:: Exercise directions ::
Reproduce each of the items below, substituting "pixel positions" for every occurrence of "pixel coordinates" and leaving all other wording unchanged.

<<<<

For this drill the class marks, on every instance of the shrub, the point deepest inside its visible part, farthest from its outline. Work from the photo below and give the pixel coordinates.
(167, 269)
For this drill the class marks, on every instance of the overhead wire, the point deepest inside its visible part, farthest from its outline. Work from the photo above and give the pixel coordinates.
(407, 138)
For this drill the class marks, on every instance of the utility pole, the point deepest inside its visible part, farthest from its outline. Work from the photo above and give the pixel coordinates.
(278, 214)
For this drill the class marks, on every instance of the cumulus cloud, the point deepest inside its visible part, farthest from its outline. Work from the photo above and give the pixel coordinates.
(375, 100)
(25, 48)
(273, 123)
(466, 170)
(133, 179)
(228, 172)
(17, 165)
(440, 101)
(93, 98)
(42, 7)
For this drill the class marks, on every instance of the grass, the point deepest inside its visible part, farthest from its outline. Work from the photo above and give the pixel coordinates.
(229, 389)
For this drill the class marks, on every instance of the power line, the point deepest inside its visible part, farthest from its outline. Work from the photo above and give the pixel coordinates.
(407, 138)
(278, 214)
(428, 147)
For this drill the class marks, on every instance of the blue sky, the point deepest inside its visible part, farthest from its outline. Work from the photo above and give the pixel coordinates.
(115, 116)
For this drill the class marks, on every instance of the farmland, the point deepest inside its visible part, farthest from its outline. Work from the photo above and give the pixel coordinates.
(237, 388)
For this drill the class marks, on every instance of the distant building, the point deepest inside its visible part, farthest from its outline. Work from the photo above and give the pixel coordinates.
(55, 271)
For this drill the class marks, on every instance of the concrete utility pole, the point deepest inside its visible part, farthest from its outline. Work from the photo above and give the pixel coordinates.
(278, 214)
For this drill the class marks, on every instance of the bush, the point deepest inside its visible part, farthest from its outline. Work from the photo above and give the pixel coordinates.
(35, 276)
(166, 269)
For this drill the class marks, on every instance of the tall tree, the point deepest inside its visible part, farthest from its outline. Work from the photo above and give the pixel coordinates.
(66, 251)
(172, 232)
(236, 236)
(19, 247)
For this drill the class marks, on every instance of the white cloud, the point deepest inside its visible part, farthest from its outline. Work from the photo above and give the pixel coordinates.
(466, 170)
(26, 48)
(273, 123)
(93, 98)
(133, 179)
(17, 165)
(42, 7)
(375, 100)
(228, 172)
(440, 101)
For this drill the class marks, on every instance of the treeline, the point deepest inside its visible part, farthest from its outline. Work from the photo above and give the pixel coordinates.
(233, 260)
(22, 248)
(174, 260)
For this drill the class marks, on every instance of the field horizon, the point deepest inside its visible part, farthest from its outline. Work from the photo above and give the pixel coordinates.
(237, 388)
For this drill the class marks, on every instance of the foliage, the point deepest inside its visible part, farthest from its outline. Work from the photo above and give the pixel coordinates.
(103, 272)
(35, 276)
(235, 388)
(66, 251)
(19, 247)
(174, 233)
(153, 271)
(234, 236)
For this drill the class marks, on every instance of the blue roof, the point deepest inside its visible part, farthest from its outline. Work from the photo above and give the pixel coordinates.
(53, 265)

>>>>

:: Response ::
For this drill the class marks, on every instance of the shrub, the point deepest inside its visible part, farthest from its outline. Work from the photo below and give the pixel positions.
(167, 269)
For this drill the class marks, on every instance of the overhead wire, the point deepest inside its visible part, farthest from its outline. Work from the photo above and give the pixel positions.
(407, 138)
For this drill the class marks, on every instance of the utility pole, the point deepest inside its visible part, farthest from its outline. Work from the photo above and give the pixel positions.
(278, 214)
For this drill the class marks, on every instance of the cumulus cloud, the point deepest inside its visible part, farthest from its outline. Work from the photo above and give the pixel positions.
(375, 100)
(25, 48)
(273, 123)
(466, 170)
(133, 179)
(228, 172)
(17, 165)
(440, 101)
(93, 98)
(42, 7)
For this drill the class marks, on every instance of the grass, the point deepest inside its visible part, farthest from its outline. Work from the photo above and give the pixel positions.
(229, 389)
For this drill the class marks, on every instance of the power line, the point deepest inside its visible part, farthest from its outline. Work from the photo above and give the pixel positions.
(407, 138)
(278, 214)
(428, 147)
For this drill the class marks, on every instance of the blue sky, the point deepest inside its visible part, farthest from its outline. Work from the photo above and give the pixel positions.
(115, 116)
For this drill the class marks, on every instance of the farmland, the point deepest inside its visible part, farthest from its outline. Work from the photo above and give the pixel positions.
(237, 388)
For this drill the class marks, on every instance of the distant building, the point deepest inside its visible part, farthest from its outline. Work from the photo above and give the pixel positions.
(55, 271)
For this drill the class marks, on every instance of the concrete utility pole, the point deepest inside its visible part, farthest from its outline. Work from the photo above and give the pixel positions.
(278, 214)
For this drill the class marks, on every instance of the bush, the point deepest inside its visible part, farthest from its outline. Work from the photo above and give the pixel positions.
(35, 276)
(166, 269)
For this drill the class marks, on every instance of the tall tree, the point deepest inside its visible part, farthest from its outline. Work from the photo above and give the pixel positions.
(66, 251)
(172, 232)
(236, 236)
(19, 247)
For this drill the class marks, on every instance of the white cloud, the point deepest inside its visible part, farthest from its outline. Work from the photo above and give the pixel positions.
(466, 170)
(26, 48)
(273, 123)
(93, 98)
(133, 179)
(17, 165)
(42, 7)
(375, 100)
(228, 172)
(440, 101)
For this drill the class marks, on every instance of the treeline, the point deepest inside its visible part, farthest from its outline. Work from the photo above and give the pixel positions.
(233, 260)
(22, 248)
(174, 260)
For this drill the class marks, on every instance of the field horizon, the point deepest inside its visible part, farthest from its outline. Work from the photo above and give the pixel positions.
(237, 388)
For this drill the class marks, on every instance of the foliage, the point deepest inside its visible part, farthest from its outline. Work from the photo above and give the pixel positions.
(103, 272)
(35, 276)
(235, 388)
(66, 251)
(19, 247)
(174, 233)
(153, 271)
(234, 236)
For this drill the class marks, on every instance of the blue roof, the point deepest inside its visible part, farthest from its outline. Work from the photo above and give the pixel positions.
(53, 265)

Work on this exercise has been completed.